EXERCISE DATA:
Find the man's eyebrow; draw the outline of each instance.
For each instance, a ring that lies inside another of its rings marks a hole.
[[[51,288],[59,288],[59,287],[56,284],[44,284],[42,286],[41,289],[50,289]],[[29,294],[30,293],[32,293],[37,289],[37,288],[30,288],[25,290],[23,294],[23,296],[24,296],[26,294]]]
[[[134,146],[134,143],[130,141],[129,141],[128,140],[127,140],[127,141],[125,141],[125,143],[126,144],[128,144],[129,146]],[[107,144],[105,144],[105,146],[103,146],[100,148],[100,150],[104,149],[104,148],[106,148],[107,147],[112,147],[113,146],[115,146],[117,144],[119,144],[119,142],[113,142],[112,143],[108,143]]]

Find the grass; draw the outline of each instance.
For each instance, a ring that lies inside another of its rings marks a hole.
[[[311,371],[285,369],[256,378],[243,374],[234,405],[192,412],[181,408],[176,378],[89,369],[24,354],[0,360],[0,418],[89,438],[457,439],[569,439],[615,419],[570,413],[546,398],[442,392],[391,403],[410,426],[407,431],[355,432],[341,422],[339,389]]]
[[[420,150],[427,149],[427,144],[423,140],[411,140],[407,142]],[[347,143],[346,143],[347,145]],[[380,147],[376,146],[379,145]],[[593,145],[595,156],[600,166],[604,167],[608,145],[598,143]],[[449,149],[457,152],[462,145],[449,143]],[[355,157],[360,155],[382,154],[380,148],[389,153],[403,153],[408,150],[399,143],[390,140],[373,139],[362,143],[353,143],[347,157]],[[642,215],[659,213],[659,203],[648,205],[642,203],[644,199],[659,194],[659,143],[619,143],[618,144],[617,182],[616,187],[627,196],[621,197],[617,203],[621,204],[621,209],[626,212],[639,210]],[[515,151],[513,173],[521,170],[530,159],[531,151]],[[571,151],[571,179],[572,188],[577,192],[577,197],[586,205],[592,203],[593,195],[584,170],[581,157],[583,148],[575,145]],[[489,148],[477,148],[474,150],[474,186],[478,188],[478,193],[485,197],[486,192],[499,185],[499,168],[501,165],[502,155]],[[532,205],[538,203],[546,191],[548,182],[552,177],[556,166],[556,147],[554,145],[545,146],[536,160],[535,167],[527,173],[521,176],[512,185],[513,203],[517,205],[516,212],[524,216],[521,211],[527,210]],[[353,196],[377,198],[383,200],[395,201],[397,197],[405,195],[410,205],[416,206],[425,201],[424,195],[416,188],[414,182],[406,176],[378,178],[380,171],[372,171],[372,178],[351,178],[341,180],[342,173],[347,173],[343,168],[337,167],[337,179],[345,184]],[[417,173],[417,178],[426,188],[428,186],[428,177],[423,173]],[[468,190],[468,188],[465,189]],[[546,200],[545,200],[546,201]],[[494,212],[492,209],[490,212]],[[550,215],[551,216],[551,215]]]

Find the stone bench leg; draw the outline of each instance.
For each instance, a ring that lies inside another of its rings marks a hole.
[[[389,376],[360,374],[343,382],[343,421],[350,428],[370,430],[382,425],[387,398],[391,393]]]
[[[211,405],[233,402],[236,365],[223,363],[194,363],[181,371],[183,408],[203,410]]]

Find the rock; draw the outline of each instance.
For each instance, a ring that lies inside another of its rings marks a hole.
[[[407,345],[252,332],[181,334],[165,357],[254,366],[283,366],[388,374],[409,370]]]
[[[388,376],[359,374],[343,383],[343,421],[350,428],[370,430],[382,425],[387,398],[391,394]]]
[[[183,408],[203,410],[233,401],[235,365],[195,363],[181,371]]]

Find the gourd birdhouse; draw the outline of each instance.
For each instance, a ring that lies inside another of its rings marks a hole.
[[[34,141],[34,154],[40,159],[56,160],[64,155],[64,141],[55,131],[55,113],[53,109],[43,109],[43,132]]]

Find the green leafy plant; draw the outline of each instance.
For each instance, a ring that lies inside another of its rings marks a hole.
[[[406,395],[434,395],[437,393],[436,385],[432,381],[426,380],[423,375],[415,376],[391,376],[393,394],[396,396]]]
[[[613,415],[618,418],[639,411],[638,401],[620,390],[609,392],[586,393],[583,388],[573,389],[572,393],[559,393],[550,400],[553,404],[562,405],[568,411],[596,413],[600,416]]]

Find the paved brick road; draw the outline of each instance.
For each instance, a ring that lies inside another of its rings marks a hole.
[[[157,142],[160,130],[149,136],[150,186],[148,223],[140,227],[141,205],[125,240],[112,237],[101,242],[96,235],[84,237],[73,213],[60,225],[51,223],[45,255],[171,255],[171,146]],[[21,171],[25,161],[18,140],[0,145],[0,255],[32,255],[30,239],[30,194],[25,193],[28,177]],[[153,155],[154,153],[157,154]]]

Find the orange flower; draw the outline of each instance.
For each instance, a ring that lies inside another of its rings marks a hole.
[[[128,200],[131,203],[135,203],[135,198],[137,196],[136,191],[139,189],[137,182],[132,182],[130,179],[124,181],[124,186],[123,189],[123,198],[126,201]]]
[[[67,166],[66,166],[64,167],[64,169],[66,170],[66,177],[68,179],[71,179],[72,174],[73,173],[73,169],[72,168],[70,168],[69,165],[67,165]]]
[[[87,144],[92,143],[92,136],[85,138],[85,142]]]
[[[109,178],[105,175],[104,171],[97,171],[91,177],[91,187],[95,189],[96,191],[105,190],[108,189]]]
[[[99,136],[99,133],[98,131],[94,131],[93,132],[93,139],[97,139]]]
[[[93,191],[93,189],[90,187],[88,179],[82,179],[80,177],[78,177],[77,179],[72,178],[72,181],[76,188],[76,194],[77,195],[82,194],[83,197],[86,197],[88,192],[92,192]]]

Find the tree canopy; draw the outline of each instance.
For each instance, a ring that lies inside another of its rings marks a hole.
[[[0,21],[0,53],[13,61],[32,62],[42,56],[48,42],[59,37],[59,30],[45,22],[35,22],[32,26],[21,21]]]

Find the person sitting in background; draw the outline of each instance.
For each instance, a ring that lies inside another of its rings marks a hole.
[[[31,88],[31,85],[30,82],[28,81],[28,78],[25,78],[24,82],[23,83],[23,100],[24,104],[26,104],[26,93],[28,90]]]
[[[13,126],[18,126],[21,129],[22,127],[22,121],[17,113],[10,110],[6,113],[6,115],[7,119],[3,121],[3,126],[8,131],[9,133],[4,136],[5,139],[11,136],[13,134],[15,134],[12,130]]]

SHORT TASK: Copy the material above back out, exactly as written.

CORRECT RESULT:
Find the man's eyebrow; draw the outline of each instance.
For each instance, a ring that lies inside another of its rings marks a hole.
[[[51,288],[59,288],[59,287],[56,284],[44,284],[42,286],[41,289],[50,289]],[[29,294],[30,293],[32,293],[37,289],[37,288],[30,288],[25,290],[23,294],[23,296],[24,296],[26,294]]]
[[[134,146],[134,143],[130,141],[129,141],[128,140],[127,140],[127,141],[125,141],[125,143],[126,144],[128,144],[129,146]],[[107,144],[105,144],[105,146],[103,146],[100,148],[100,150],[104,149],[104,148],[106,148],[107,147],[112,147],[113,146],[115,146],[117,144],[119,144],[119,142],[113,142],[112,143],[108,143]]]

Find the grass; draw the outline of each instance.
For each instance, a ring that lies inside another of its rings marks a hole.
[[[311,371],[285,369],[256,378],[243,374],[234,405],[192,412],[181,408],[176,378],[89,369],[24,354],[0,360],[0,418],[89,438],[457,439],[569,439],[615,419],[570,413],[546,398],[442,392],[391,403],[410,426],[407,431],[355,432],[341,422],[339,389]]]
[[[420,150],[427,149],[427,144],[423,140],[411,140],[407,142]],[[347,143],[346,143],[347,145]],[[380,147],[376,146],[379,145]],[[593,145],[595,156],[600,166],[604,167],[608,145],[598,143]],[[449,149],[457,152],[462,145],[449,143]],[[355,157],[360,155],[382,154],[380,148],[389,153],[403,153],[408,150],[399,143],[390,140],[373,139],[362,143],[353,143],[347,157]],[[642,215],[659,213],[659,203],[648,205],[642,203],[644,199],[659,194],[659,143],[619,143],[618,144],[617,182],[616,187],[627,196],[621,197],[617,203],[621,204],[621,209],[626,212],[639,210]],[[515,151],[513,173],[521,170],[530,159],[531,151]],[[571,151],[571,179],[572,188],[577,192],[577,197],[586,205],[592,203],[593,195],[584,170],[581,157],[583,148],[575,145]],[[489,148],[477,148],[474,150],[474,186],[478,188],[478,193],[485,197],[486,192],[499,185],[499,168],[501,165],[502,155]],[[532,205],[538,203],[546,191],[548,182],[552,177],[556,166],[556,147],[554,145],[545,146],[536,160],[535,167],[527,173],[521,176],[512,185],[513,203],[517,205],[516,212],[524,216],[521,211],[527,210]],[[353,196],[377,198],[383,200],[395,201],[397,197],[405,195],[410,205],[416,206],[425,201],[424,195],[416,188],[414,182],[406,176],[378,178],[380,171],[372,171],[372,178],[351,178],[341,180],[342,173],[347,173],[343,168],[337,167],[337,179],[345,184]],[[417,173],[417,178],[426,188],[428,186],[428,177],[423,173]],[[468,190],[468,188],[465,189]],[[546,200],[545,200],[546,201]],[[494,212],[492,209],[490,212]],[[550,215],[551,216],[551,215]]]

Find the stone bench leg; draw the outline of each instance.
For each instance, a ring that lies inside another of its rings marks a hole.
[[[389,376],[360,374],[343,382],[343,421],[350,428],[370,430],[382,425],[387,398],[391,393]]]
[[[211,405],[233,402],[236,365],[223,363],[194,363],[181,371],[183,408],[203,410]]]

Find the rock; draw the outline of each instance.
For each instance, a ring that lies inside another of its rings marks a hole.
[[[407,345],[252,332],[181,334],[165,357],[254,366],[283,366],[388,374],[409,370]]]
[[[388,376],[359,374],[343,383],[343,421],[350,428],[370,430],[382,425],[387,398],[391,394]]]
[[[183,408],[203,410],[233,401],[235,365],[195,363],[181,371]]]

Find the gourd birdhouse; draw the outline of each instance.
For each instance, a ring that lies inside another of its rings marks a hole.
[[[34,141],[34,154],[40,159],[56,160],[64,155],[64,141],[55,131],[55,113],[53,109],[43,109],[43,132]]]

Find the green leafy plant; draw the outline of each instance.
For each instance, a ring that lies inside another of its rings marks a hole.
[[[406,395],[434,395],[437,393],[436,385],[432,381],[426,380],[423,375],[415,376],[391,376],[393,394],[396,396]]]
[[[613,415],[618,418],[639,411],[638,401],[620,390],[609,392],[586,393],[583,388],[573,389],[572,393],[559,393],[550,400],[553,404],[562,405],[568,411],[596,413],[600,416]]]

Find the paved brick road; draw the outline of each instance.
For each instance, a ring that lies inside another of its rings marks a hole.
[[[157,142],[160,130],[149,136],[150,186],[148,223],[140,227],[141,205],[125,240],[112,237],[101,242],[96,235],[84,237],[73,213],[60,225],[51,223],[45,255],[171,255],[171,146]],[[21,171],[25,161],[18,140],[0,145],[0,255],[32,255],[30,239],[30,194],[25,193],[28,177]],[[153,155],[154,153],[157,154]]]

Find the orange flower; draw the outline of each instance.
For each instance, a ring that lies inside another of its rings marks a hole.
[[[128,200],[131,203],[135,203],[135,198],[137,196],[136,191],[139,189],[137,182],[132,182],[130,179],[124,181],[124,186],[123,189],[123,198],[126,201]]]
[[[67,166],[66,166],[64,167],[64,169],[66,170],[66,177],[68,179],[71,179],[72,174],[73,173],[73,169],[72,168],[70,168],[69,165],[67,165]]]
[[[87,144],[92,143],[92,136],[85,138],[85,142]]]
[[[109,178],[105,175],[104,171],[97,171],[91,177],[91,187],[95,189],[96,191],[105,190],[108,189]]]
[[[99,136],[99,133],[98,131],[94,131],[93,132],[93,139],[97,139]]]
[[[93,191],[93,189],[90,187],[88,179],[82,179],[80,177],[78,177],[77,179],[72,178],[72,181],[76,188],[76,194],[77,195],[82,194],[83,197],[86,197],[88,192],[92,192]]]

Find the tree canopy; draw the outline of each instance.
For each instance, a ring that lies inside another of its rings marks a hole.
[[[0,21],[0,53],[13,61],[32,62],[42,56],[48,42],[59,37],[59,30],[45,22],[35,22],[32,26],[21,21]]]

Find the person sitting in background; draw the outline of each instance.
For each instance, a ring that lies inside another of its rings marks a hole.
[[[31,88],[31,85],[30,82],[28,81],[28,78],[25,78],[24,82],[23,83],[23,100],[24,104],[26,104],[26,93],[28,90]]]
[[[13,126],[18,126],[21,129],[22,127],[22,121],[17,113],[10,110],[6,113],[6,115],[7,119],[3,121],[3,126],[8,131],[9,133],[4,136],[5,139],[11,136],[13,134],[15,134],[12,130]]]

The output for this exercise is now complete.